Exercise -
Decide whether each statement agrees with the prophage summary below, answering yes or no and quoting the deciding words of the summary. (a) Fifty-one of the 82 bacterial genomes published so far carry prophages. (b) Prophages make up no more than 5% of a bacterium's genome. (c) Defective prophages contain no functional genes.

Quoted passage -
-=-=-=-=-
Prophages and bacterial genomics: what have we learned so far?

Authors


E-mail sherwood.casjens@path.utah.edu; Tel. (+1) 801 581 5980; Fax (+1) 801 581 3607.

Epigraph

There is something fascinating about science. One gets such wholesale returns of conjecture out of such a trifling investment of fact.

Mark Twain 1883
Life on the Mississippi

Summary Bacterial genome nucleotide sequences are being completed at a rapid and increasing rate. Integrated virus genomes (prophages) are common in such genomes. Fifty-one of the 82 such genomes published to date carry prophages, and these contain 230 recognizable putative prophages. Prophages can constitute as much as 10–20% of a bacterium's genome and are major contributors to differences between individuals within species. Many of these prophages appear to be defective and are in a state of mutational decay. Prophages, including defective ones, can contribute important biological properties to their bacterial hosts. Therefore, if we are to comprehend bacterial genomes fully, it is essential that we are able to recognize accurately and understand their prophages from nucleotide sequence analysis. Analysis of the evolution of prophages can shed light on the evolution of both bacteriophages and their hosts. Comparison of the Rac prophages in the sequenced genomes of three Escherichia coli strains and the Pnm prophages in two Neisseria meningitidis strains suggests that some prophages can lie in residence for very long times, perhaps millions of years, and that recombination events have occurred between related prophages that reside at different locations in a bacterium's genome. In addition, many genes in defective prophages remain functional, so a significant portion of the temperate bacteriophage gene pool resides in prophages.
-=-=-=-=-
Source records -
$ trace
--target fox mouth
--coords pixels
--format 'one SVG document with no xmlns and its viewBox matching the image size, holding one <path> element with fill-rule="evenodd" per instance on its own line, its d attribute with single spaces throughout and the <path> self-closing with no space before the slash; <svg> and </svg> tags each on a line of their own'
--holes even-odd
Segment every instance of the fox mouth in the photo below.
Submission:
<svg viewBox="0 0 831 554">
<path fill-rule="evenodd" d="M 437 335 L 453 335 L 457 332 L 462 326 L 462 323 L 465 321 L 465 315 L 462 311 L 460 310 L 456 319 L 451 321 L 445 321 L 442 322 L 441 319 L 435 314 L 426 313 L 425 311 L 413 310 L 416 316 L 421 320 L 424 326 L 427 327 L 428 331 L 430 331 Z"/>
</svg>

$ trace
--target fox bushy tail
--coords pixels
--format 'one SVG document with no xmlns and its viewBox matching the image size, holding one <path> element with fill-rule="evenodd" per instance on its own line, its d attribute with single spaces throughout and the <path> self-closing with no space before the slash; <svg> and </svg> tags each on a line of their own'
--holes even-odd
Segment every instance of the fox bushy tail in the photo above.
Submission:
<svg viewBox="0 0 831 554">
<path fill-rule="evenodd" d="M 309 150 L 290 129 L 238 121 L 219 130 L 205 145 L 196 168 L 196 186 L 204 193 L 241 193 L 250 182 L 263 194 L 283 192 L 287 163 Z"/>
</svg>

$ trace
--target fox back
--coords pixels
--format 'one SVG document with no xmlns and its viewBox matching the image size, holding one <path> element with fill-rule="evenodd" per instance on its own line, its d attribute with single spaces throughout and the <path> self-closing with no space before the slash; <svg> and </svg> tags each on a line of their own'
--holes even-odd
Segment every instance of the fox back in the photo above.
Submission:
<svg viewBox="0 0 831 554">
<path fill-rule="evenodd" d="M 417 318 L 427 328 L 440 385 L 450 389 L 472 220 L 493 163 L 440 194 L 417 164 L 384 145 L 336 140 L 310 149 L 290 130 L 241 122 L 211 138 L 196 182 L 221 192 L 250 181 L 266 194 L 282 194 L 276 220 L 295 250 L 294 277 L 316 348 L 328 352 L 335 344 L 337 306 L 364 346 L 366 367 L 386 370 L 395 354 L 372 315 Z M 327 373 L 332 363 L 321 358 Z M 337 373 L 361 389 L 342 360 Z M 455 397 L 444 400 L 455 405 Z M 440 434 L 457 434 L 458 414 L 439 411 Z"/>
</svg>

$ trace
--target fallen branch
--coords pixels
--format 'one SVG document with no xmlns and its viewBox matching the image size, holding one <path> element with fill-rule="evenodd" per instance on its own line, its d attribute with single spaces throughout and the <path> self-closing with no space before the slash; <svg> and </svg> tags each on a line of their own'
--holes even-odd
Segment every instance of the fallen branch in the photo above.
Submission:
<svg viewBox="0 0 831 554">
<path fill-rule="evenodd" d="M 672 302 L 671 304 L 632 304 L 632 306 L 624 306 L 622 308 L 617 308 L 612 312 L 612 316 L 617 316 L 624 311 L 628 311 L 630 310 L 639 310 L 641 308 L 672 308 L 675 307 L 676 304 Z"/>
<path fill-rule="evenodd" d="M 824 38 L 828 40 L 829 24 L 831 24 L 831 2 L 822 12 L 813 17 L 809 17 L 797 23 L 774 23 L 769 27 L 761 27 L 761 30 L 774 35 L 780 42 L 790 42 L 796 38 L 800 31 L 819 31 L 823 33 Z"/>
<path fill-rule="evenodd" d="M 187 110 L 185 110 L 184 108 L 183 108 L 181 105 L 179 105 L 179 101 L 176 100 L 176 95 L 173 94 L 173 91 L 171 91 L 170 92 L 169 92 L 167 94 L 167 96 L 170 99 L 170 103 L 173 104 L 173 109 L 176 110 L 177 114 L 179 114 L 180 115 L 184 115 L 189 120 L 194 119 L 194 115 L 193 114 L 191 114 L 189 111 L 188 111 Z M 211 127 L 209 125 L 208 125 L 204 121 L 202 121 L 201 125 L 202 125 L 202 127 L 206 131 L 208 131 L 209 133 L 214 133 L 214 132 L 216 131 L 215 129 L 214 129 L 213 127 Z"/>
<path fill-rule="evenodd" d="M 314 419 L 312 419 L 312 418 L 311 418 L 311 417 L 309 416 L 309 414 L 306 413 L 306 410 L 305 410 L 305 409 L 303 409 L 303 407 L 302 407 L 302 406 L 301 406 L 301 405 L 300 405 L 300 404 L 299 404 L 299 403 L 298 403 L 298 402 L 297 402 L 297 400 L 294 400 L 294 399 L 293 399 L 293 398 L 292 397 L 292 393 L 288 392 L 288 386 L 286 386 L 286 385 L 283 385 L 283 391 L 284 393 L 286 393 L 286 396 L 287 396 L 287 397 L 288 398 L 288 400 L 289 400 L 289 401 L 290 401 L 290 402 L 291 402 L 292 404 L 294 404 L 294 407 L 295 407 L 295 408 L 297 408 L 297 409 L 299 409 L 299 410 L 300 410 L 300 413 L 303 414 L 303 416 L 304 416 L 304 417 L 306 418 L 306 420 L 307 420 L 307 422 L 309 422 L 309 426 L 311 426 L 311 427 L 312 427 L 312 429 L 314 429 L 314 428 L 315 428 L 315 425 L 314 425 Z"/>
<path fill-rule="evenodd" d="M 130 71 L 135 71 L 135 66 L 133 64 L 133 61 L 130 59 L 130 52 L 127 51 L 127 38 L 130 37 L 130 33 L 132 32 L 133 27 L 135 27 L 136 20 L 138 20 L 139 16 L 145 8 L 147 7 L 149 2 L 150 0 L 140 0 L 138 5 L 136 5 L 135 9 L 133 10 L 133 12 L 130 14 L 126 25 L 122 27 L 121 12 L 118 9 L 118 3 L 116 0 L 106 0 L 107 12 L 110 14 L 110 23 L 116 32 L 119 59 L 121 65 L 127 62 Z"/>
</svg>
-=-=-=-=-
Solution for this exercise -
(a) Yes: "Fifty-one of the 82 such genomes published to date carry prophages"
(b) No: "Prophages can constitute as much as 10–20% of a bacterium's genome"
(c) No: "many genes in defective prophages remain functional"